[Opening Quoted passage section]

Richard Green, a James Black Scholarship student working in the Division of Cell and Developmental Biology under the tutelage of Dr Kim Dale, completed his summer experience by creating an artistic impression of his project.
Richard commented, "Previous work in the lab has shown crosstalk between the Notch and Shh signaling pathways in the dorso-ventral patterning of the developing spinal cord in order to set up the distinct domains of different neuronal subtypes characterised by their unique expression of specific transcription factors – I created my own vision of this biological process. I investigated the expression of the SHH target gene Patched, and compared it to the expression of the Notch target genes cHairy2 and cHairy1 along the dorsal-ventral axis of the neural tube of chicken embryos to establish when these pathways are active in this tissue with respect to each other.

[Closing Quoted passage section]
[Opening Excerpted records section]

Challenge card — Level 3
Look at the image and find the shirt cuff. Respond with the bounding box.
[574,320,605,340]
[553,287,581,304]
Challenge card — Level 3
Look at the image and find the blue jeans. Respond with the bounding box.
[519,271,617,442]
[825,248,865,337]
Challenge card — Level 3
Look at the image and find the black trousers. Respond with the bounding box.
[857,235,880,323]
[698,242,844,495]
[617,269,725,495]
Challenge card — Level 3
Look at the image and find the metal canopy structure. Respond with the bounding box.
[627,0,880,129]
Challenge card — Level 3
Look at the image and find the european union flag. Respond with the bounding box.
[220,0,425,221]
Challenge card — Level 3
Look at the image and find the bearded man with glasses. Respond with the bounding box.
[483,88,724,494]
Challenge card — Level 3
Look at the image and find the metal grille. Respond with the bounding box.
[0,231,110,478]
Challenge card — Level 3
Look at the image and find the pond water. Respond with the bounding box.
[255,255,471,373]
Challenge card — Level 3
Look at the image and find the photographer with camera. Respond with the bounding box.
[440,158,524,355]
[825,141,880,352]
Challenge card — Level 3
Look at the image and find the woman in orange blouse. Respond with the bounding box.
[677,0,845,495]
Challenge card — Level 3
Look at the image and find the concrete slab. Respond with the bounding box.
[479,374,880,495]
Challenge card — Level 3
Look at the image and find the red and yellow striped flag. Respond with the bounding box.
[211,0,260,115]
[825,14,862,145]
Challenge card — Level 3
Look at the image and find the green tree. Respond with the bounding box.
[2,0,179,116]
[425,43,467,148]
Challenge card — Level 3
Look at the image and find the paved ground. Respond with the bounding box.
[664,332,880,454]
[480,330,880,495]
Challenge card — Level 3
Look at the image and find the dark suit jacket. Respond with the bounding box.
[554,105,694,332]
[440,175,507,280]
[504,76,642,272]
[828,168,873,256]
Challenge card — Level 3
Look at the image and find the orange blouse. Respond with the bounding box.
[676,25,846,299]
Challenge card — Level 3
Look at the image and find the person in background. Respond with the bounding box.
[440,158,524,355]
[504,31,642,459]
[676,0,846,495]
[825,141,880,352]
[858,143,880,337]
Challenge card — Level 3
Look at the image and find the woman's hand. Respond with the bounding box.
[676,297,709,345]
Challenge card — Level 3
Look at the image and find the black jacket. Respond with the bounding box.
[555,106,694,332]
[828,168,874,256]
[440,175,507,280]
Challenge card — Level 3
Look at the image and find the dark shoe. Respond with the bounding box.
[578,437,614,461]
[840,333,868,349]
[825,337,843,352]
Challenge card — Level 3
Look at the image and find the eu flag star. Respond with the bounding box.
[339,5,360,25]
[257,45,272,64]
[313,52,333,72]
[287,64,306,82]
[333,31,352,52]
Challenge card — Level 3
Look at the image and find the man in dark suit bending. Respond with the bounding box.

[Closing Excerpted records section]
[Opening Excerpted records section]

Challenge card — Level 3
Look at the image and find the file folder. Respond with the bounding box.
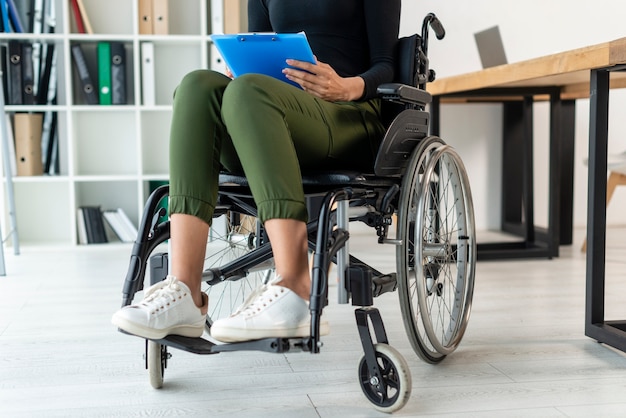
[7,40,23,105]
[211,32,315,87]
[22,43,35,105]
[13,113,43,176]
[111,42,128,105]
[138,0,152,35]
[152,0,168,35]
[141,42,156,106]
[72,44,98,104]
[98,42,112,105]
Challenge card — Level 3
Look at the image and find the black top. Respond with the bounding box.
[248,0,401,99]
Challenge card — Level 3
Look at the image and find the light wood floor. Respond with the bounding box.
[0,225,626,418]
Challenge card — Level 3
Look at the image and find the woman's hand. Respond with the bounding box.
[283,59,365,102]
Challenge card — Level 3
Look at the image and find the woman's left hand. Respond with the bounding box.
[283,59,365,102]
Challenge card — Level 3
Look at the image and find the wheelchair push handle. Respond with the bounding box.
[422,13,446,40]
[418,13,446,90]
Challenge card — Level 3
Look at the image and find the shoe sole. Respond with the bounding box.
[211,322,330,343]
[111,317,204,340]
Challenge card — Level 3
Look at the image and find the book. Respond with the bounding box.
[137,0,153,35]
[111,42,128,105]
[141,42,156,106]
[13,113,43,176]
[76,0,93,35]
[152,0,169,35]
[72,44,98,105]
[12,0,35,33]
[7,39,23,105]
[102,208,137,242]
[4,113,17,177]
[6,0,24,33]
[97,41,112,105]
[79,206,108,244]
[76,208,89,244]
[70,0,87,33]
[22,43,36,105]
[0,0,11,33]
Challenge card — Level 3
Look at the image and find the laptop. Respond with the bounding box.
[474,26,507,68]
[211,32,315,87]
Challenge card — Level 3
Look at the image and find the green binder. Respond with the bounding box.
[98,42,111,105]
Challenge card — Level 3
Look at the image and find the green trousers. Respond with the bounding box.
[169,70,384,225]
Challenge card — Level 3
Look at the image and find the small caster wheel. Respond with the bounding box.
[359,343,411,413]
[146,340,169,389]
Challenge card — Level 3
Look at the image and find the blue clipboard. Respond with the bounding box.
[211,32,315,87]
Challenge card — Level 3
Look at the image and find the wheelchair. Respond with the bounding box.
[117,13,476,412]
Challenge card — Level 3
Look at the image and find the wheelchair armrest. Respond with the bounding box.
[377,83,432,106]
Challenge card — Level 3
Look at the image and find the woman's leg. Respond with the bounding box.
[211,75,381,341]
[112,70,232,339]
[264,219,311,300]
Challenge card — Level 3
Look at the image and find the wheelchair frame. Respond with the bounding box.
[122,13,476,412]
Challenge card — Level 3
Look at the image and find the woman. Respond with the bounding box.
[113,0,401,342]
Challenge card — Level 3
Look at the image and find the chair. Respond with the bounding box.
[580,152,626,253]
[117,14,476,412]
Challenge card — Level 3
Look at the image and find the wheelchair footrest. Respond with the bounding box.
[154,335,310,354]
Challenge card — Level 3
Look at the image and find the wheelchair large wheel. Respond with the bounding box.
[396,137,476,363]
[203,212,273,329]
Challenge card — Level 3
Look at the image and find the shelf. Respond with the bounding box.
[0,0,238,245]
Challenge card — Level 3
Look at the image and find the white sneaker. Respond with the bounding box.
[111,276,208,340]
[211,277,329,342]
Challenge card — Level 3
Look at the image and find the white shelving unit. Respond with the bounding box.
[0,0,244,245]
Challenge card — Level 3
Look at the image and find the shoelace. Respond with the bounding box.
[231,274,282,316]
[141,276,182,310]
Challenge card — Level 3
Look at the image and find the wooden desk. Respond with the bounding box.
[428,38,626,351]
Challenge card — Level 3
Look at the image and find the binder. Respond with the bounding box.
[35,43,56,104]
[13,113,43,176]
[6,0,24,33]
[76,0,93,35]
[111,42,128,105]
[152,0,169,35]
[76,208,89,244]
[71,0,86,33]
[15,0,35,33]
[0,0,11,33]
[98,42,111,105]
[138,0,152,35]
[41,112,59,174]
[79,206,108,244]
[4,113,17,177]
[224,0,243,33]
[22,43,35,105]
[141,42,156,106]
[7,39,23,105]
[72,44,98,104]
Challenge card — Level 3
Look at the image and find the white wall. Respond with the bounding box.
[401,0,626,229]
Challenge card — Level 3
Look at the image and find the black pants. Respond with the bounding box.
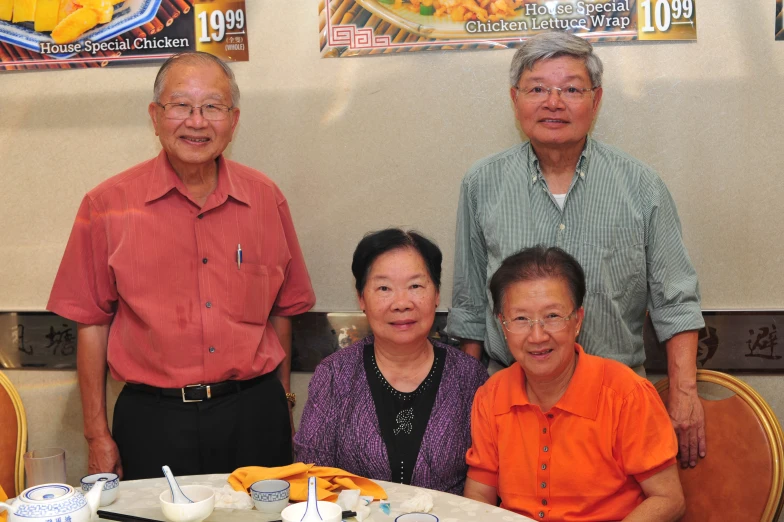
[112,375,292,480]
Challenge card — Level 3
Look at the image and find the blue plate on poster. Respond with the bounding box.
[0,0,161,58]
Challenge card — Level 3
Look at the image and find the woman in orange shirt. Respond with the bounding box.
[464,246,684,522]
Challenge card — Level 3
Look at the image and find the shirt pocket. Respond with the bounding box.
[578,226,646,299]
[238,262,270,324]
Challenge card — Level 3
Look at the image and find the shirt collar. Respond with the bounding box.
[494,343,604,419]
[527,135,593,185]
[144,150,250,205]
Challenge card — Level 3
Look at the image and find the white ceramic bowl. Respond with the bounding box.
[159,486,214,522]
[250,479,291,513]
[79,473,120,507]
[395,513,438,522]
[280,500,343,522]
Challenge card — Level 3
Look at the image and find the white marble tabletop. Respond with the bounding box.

[Closing Excerpted records section]
[Opening Excerpted records section]

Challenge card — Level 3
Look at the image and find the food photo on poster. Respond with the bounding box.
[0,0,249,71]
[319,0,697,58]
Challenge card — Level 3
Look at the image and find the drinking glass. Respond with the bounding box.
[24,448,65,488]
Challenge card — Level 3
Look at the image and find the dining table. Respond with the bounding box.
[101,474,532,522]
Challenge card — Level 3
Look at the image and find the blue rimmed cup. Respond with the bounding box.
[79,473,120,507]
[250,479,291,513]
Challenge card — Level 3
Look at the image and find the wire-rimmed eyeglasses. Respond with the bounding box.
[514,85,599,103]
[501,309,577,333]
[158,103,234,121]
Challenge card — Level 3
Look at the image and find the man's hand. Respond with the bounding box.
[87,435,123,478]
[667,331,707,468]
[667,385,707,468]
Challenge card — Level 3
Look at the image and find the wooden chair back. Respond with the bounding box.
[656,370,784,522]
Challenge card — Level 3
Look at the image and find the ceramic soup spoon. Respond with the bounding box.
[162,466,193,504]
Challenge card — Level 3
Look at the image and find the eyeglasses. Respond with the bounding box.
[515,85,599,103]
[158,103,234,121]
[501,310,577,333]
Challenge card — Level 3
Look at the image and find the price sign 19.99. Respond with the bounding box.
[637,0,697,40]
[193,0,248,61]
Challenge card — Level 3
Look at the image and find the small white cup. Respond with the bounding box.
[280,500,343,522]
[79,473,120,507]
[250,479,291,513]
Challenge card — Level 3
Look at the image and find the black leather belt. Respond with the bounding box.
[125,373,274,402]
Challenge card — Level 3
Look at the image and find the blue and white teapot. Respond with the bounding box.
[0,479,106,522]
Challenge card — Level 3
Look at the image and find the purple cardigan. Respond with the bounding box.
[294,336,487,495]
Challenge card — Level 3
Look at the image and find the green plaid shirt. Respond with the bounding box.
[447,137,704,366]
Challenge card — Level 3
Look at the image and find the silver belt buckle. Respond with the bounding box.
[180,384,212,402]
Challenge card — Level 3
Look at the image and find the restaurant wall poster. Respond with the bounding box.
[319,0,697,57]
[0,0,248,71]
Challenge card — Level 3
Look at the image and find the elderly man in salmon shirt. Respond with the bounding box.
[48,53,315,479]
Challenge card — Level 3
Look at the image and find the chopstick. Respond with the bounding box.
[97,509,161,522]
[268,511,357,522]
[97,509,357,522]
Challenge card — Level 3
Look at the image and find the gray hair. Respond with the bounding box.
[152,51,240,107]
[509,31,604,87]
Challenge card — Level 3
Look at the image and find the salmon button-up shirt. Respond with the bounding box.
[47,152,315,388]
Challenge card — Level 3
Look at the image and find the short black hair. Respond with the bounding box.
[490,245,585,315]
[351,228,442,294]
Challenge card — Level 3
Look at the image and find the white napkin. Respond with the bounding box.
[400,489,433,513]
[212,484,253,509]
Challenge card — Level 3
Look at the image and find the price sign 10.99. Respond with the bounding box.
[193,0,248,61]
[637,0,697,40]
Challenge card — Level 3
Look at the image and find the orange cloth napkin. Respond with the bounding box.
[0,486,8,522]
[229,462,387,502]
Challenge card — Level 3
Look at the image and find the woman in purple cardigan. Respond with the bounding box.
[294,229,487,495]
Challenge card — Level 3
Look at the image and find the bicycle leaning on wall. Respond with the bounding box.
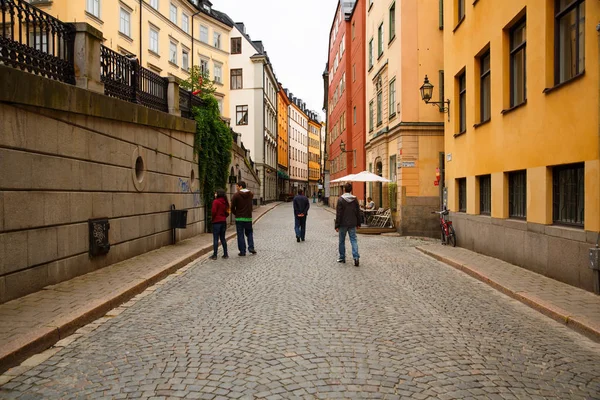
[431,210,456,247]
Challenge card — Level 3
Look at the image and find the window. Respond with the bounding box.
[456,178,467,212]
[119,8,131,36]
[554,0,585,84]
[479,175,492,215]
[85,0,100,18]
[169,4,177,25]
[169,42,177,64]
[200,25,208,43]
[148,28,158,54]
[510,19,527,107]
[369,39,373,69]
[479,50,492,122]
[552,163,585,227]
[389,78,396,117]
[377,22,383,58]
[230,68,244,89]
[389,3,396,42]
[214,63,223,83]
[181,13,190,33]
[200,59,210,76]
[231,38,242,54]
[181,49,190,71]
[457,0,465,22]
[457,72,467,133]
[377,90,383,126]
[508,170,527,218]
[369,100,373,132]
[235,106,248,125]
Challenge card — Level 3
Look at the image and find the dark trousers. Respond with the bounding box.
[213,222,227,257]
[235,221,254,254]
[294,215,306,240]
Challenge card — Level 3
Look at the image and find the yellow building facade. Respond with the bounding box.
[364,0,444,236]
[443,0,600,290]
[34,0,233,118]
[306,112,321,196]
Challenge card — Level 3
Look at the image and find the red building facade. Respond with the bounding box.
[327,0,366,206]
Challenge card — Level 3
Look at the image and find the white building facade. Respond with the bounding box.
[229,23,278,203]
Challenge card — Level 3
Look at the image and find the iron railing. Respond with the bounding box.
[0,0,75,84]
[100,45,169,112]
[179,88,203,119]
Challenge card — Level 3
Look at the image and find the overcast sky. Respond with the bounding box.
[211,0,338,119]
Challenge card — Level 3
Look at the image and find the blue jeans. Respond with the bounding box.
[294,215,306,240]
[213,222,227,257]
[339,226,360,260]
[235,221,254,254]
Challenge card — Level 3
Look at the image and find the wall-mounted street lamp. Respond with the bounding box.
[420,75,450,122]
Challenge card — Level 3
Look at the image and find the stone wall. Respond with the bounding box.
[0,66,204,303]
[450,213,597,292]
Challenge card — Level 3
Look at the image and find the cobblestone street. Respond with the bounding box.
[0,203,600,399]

[Closing Excerpted records section]

§ Your tasks
a) Name every target gene whose expression the spinal cord project text says was investigated or compared.
b) According to the spinal cord project text, why did Richard compare the expression of Patched with that of cHairy2 and cHairy1 along the dorsal-ventral axis of the neural tube?
c) Write the next part of the spinal cord project text, beginning after its final sentence.

§ Answers in order
a) Patched, cHairy2, cHairy1

b) He compared them to establish when the Shh and Notch pathways are active in this tissue relative to each other.

c)
I experienced a number of setbacks but with a small degree of pleading with the chicken embryos, I managed to produce data showing cHairy2 and Patched appear to be co-expressed while Patched and cHairy1 appear to be mutually exclusive. This data supports over-expression experiments in the lab showing cHairy2 can induce Patched expression while cHairy1 is potentially an inhibitor of Patched.
I would like to thank my supervisor Magda Stasiulewicz for advising me and teaching me and look forward to working on my Honours project with Dr Dale."